I'd like an exact copy of every line from the start of the entries below through the line containing "Query: glass vase", please.

---------- Data shown

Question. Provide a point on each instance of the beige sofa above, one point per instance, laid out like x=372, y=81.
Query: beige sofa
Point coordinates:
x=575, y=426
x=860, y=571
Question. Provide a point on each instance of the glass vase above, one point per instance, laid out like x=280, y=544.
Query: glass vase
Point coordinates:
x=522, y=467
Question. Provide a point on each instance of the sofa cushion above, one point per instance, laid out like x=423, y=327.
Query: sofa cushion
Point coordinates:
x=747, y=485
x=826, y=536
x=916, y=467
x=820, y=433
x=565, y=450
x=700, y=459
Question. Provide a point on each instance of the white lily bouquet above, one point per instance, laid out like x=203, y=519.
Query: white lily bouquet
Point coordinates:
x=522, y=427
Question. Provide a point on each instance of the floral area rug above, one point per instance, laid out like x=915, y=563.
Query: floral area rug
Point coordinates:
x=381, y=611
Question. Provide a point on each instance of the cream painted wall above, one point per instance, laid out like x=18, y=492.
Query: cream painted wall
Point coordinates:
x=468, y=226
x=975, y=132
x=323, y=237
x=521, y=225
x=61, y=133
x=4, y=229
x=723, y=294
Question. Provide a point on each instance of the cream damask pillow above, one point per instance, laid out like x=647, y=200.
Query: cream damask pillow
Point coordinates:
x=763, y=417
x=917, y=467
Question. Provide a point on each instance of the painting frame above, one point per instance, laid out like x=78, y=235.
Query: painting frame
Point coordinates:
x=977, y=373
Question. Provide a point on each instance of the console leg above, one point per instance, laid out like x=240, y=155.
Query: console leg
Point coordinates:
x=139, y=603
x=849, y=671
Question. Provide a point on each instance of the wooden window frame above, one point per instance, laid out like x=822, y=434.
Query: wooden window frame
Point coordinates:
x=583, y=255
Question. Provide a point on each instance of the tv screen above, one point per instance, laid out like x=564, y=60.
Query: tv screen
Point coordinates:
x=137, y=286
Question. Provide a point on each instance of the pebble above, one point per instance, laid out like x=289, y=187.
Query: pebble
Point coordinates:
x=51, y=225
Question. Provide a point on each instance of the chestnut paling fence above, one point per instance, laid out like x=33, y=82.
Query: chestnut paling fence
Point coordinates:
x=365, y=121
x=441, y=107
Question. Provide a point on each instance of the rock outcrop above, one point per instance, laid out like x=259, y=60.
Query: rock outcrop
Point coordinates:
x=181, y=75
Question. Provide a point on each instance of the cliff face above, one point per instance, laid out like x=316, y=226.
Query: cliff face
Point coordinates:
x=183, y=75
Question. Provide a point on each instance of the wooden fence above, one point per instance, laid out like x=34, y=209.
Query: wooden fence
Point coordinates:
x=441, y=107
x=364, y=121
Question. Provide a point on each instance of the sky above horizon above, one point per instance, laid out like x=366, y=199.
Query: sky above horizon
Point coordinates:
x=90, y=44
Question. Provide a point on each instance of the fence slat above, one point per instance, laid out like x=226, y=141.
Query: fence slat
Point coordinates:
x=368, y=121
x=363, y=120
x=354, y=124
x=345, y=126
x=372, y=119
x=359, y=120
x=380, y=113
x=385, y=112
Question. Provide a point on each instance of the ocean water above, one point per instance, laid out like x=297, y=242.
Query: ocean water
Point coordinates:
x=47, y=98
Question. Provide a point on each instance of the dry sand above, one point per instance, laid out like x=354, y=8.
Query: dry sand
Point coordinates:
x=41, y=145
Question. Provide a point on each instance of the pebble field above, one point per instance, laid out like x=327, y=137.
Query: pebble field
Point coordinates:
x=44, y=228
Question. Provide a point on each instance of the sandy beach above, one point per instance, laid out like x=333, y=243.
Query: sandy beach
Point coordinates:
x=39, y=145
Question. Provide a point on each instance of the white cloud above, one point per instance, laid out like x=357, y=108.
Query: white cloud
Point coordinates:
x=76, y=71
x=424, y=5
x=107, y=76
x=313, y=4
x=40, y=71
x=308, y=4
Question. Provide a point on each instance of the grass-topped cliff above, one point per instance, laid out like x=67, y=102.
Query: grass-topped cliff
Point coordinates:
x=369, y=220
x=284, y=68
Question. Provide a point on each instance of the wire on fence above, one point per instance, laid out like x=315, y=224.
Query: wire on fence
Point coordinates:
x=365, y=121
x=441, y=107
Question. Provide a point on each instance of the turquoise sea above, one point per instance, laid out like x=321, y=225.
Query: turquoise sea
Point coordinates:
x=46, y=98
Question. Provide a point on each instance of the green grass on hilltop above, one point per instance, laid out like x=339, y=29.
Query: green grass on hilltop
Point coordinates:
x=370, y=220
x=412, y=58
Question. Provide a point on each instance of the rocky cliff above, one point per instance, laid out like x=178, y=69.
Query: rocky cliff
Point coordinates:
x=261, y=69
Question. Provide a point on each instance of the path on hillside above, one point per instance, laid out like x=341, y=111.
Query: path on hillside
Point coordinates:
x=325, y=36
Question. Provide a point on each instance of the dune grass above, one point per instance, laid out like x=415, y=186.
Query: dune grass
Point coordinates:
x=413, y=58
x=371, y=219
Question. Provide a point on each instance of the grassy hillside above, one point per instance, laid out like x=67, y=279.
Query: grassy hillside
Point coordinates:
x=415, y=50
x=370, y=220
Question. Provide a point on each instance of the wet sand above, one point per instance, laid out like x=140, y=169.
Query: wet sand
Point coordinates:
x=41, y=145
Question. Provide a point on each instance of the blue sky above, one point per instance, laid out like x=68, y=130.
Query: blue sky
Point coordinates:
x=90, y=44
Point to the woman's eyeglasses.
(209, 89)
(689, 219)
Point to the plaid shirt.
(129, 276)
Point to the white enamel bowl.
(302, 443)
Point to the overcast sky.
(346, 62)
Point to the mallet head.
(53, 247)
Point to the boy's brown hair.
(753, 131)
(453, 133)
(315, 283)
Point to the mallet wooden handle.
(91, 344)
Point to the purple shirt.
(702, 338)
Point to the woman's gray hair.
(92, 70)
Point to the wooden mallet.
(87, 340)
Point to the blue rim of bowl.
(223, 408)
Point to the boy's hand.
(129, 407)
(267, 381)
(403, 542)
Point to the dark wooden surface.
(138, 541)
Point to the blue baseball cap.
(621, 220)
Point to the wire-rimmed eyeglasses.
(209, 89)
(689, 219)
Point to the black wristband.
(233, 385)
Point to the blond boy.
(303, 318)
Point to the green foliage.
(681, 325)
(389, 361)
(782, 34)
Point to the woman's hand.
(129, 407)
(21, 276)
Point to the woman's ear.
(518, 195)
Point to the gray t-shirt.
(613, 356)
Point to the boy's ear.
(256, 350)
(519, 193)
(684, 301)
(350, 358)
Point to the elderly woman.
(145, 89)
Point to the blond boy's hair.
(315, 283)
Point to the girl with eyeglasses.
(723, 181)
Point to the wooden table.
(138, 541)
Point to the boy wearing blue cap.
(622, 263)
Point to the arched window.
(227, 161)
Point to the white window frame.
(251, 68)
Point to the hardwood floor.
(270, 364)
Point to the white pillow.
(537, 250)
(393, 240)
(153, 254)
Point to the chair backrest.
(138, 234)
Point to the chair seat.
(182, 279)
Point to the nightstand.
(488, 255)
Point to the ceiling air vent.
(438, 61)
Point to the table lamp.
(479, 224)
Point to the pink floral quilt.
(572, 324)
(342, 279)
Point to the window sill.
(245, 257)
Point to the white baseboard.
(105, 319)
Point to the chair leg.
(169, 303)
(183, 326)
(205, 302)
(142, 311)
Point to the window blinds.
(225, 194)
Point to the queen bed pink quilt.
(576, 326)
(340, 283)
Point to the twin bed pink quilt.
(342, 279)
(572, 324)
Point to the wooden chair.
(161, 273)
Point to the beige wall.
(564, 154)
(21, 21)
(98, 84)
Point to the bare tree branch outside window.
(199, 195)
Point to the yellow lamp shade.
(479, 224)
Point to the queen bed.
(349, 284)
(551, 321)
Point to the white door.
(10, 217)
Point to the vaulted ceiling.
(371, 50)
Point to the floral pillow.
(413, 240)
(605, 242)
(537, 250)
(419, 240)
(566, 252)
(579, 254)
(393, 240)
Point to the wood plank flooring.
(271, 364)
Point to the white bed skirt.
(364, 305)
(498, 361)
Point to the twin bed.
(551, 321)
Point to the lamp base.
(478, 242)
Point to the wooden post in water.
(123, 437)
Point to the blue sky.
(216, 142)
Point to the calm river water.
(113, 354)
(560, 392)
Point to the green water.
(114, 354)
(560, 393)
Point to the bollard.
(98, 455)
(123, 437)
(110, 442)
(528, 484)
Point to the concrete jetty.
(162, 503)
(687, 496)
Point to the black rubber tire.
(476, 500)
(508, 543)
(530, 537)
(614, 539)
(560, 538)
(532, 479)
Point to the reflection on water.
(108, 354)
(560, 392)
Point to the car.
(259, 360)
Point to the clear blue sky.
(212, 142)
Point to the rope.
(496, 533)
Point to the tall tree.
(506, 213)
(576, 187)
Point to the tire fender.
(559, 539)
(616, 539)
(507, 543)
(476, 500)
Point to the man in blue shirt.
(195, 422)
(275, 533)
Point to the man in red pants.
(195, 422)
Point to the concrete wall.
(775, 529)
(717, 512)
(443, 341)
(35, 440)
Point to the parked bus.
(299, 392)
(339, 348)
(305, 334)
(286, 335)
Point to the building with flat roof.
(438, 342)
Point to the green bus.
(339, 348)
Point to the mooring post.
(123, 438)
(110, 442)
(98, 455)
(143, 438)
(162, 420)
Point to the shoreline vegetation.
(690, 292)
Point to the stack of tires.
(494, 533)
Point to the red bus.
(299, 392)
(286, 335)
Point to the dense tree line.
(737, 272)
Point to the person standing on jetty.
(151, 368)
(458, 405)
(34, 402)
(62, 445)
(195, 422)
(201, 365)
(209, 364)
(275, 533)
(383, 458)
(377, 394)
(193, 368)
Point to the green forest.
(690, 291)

--------------------

# Result for this exercise
Question. Provide a point on each instance of the beige sofa above, one point per instance, laid out like x=372, y=81.
Query: beige sofa
Point coordinates:
x=575, y=426
x=860, y=571
Question. Provide a point on each instance of the glass vase above, one point per instance, laid out like x=280, y=544.
Query: glass vase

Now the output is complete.